The promise of resolving the Kashmir issue through partnership and dialogue with Kashmiris, articulated by a BJP prime minister, Atal Bihari Vajpayee, and carried forward by a Congress prime minister, Manmohan Singh, was implicit in the PDP-BJP alliance of 2015-2018. It failed, yet as recently as last year, Prime Minister Modi invoked Vajpayee’s “insaaniyat, jahmuriyat, Kashmiriyat” credo for resolution in Kashmir. It now seems that he and his trusted lieutenant believe that the people of Kashmir need not be consulted at all about their political fate, and that the use of force can overcome their opposition.

Now that the die has been cast, how the government proposes to carry this forward from here, how it will deal with the legal and political fallout and the reactions in the Valley, will decide many things for India. If the unkept promise of autonomy in Article 370 was the genesis of the Kashmir problem, the government has significantly departed from that, not just by its definitive move to scrap the constitutional guarantee of that autonomy but by demoting the state into truncated union territories that will now be governed directly by the Union home ministry through an all powerful Lt. Governor, working with an emasculated legislature.

Regional parties, such as AIADMK and TRS, that have supported the government’s move, might do well to ask themselves what they would do if the Centre decided that Tamil Nadu, with a traditionally strong regional ethos, be carved up into union territories. But the challenge for the Opposition is also more than a distant thought experiment. It is real and it is already here: A BJP that is bringing its “core issues” — for long relegated to the backburner — to centrestage. A BJP with a mandate that will have its way, few questions asked.

It cannot be the government’s intention to keep voices in the Valley suppressed forever. For starters, it must release Omar Abdullah, Mehbooba Mufti and Sajjad Lone, leaders with a following in the Valley and in Jammu too. It must remove restrictions on movement in the Valley, allow telecommunications to be restarted. It must demonstrate that its political confidence to do what it has done in Kashmir does not flow out of the barrel of a gun or a numerical majority alone. There will be other challenges, such as the changing dynamics in the region, especially the deal with Pakistan’s help, in Afghanistan between the US and Taliban. This is hard work in progress even though the deed has been done.
* * *
### [APPLY WHAT YOU READ]
1. Revise the Kashmir text from "Now that the" down to "an emasculated legislature.", putting "Lieutenant Governor" in place of "Lt. Governor".
2. According to the Kashmir text, which two regional parties backed the government's move?
You won't need the material that comes after this text.

### [DATASET EXCERPTS]
* * *
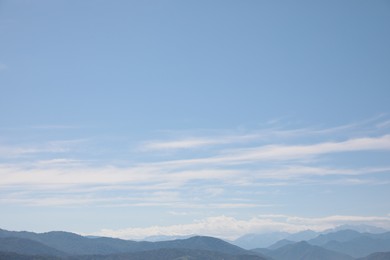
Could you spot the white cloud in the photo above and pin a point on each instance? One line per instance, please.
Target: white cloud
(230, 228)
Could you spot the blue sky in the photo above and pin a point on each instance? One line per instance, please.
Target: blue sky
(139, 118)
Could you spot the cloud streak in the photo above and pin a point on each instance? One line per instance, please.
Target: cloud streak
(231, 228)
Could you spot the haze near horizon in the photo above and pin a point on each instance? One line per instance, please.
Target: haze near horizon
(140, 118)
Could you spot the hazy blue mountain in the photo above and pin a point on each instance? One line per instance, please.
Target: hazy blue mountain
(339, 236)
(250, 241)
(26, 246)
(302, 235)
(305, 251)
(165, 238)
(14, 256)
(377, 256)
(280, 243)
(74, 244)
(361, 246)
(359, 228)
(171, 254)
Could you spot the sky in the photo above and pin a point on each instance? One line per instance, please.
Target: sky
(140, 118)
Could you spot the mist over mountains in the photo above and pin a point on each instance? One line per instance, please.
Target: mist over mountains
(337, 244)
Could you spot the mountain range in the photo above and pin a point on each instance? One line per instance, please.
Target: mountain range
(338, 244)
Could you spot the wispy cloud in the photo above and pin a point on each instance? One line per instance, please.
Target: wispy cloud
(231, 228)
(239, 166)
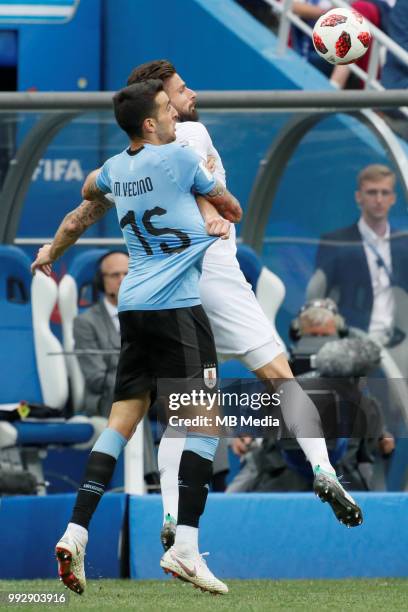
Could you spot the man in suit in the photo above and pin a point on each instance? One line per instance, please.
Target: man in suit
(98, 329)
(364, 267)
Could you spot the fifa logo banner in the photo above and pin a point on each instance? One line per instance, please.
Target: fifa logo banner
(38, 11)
* * *
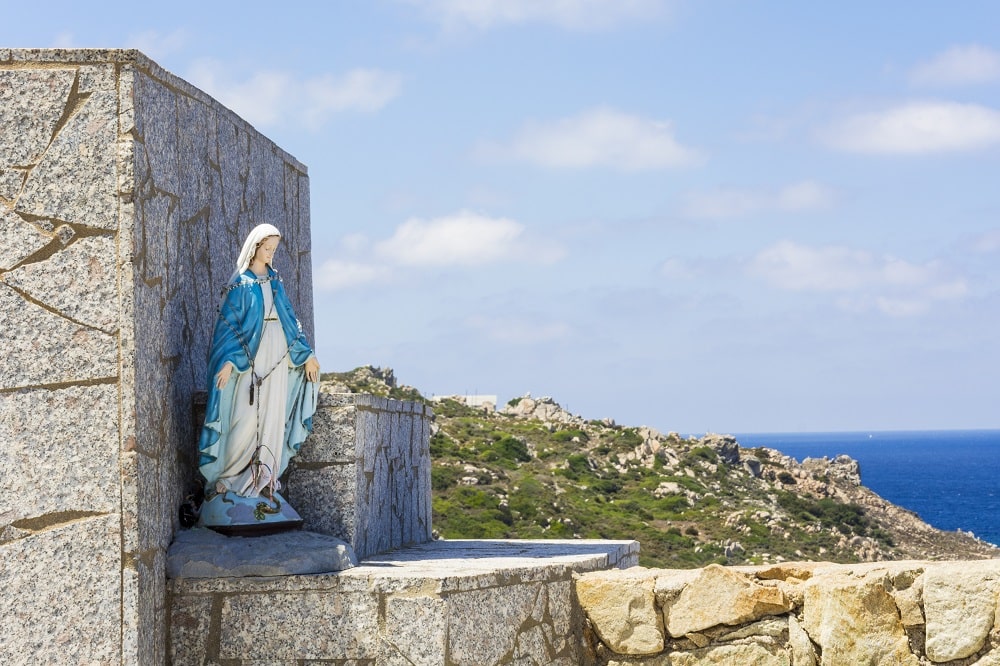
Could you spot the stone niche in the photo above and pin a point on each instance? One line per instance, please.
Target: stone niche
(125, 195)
* * *
### [ANSWERS FOR THE EXERCISE]
1.
Now that the die has been cast, how the government proposes to carry this forward from here, how it will deal with the legal and political fallout and the reactions in the Valley, will decide many things for India. If the unkept promise of autonomy in Article 370 was the genesis of the Kashmir problem, the government has significantly departed from that, not just by its definitive move to scrap the constitutional guarantee of that autonomy but by demoting the state into truncated union territories that will now be governed directly by the Union home ministry through an all powerful Lieutenant Governor, working with an emasculated legislature.

2. AIADMK and TRS.